◆ TASK INPUT ◆
● ● ● ●

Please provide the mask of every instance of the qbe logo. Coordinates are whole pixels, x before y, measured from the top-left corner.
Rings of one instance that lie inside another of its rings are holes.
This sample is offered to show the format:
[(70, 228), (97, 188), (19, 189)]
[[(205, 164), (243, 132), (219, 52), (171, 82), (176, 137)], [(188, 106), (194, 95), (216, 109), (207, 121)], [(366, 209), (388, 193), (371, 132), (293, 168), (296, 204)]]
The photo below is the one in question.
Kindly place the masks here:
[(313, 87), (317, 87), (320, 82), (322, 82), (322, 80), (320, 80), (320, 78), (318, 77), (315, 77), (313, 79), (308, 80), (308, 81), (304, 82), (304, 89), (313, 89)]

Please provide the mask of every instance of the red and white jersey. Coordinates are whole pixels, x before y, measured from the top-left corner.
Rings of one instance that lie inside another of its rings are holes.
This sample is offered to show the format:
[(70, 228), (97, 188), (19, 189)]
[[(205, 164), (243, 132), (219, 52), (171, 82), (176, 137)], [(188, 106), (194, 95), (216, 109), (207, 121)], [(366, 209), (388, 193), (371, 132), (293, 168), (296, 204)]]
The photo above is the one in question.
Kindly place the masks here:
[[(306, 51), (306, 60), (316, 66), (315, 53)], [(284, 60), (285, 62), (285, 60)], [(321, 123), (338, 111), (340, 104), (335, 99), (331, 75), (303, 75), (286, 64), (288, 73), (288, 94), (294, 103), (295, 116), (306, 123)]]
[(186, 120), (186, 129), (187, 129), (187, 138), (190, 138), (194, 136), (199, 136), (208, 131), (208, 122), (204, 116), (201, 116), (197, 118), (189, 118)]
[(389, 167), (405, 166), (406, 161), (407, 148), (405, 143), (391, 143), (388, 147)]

● ● ● ●

◆ OBJECTIVE ◆
Rewrite every line above as a numbered list, omitting blank lines.

◆ SOLVED EXERCISE ◆
1. Please provide the mask of every instance of the qbe logo. Coordinates are whole pixels, x before y, measured from the top-left corner.
2. Rings of one instance that lie inside another of its rings are holes.
3. This sample is offered to show the format:
4. [(70, 228), (97, 188), (19, 189)]
5. [[(205, 164), (243, 132), (219, 52), (171, 82), (176, 137)], [(188, 106), (194, 95), (216, 109), (207, 121)], [(366, 209), (388, 193), (371, 132), (293, 168), (296, 204)]]
6. The photo below is the one in question.
7. Kindly place the masks here:
8. [(313, 87), (317, 87), (320, 82), (322, 82), (322, 80), (320, 80), (320, 78), (318, 77), (315, 77), (313, 79), (308, 80), (308, 81), (304, 82), (304, 89), (313, 89)]
9. Please provide the mask of every instance of the red and white jersey. Coordinates are whole pixels, x before y, measured from the top-left corner.
10. Rings of one instance that lie inside another of its rings are holes.
11. This sample is offered to show the format:
12. [(70, 228), (97, 188), (19, 189)]
13. [[(205, 164), (243, 132), (219, 52), (171, 82), (176, 137)], [(188, 106), (194, 95), (216, 109), (207, 121)], [(366, 209), (388, 193), (371, 132), (293, 168), (296, 204)]]
14. The photo above is the one in question.
15. Kindly place the masks here:
16. [[(306, 51), (306, 60), (316, 66), (315, 53)], [(284, 60), (285, 62), (285, 60)], [(321, 123), (338, 111), (340, 104), (335, 99), (331, 75), (303, 75), (286, 64), (288, 73), (288, 94), (294, 103), (295, 116), (306, 123)]]
17. [(186, 120), (186, 129), (187, 129), (187, 138), (190, 138), (194, 136), (199, 136), (208, 131), (208, 122), (204, 116), (201, 116), (197, 118), (189, 118)]
18. [(389, 167), (405, 166), (406, 161), (407, 148), (405, 143), (391, 143), (388, 147)]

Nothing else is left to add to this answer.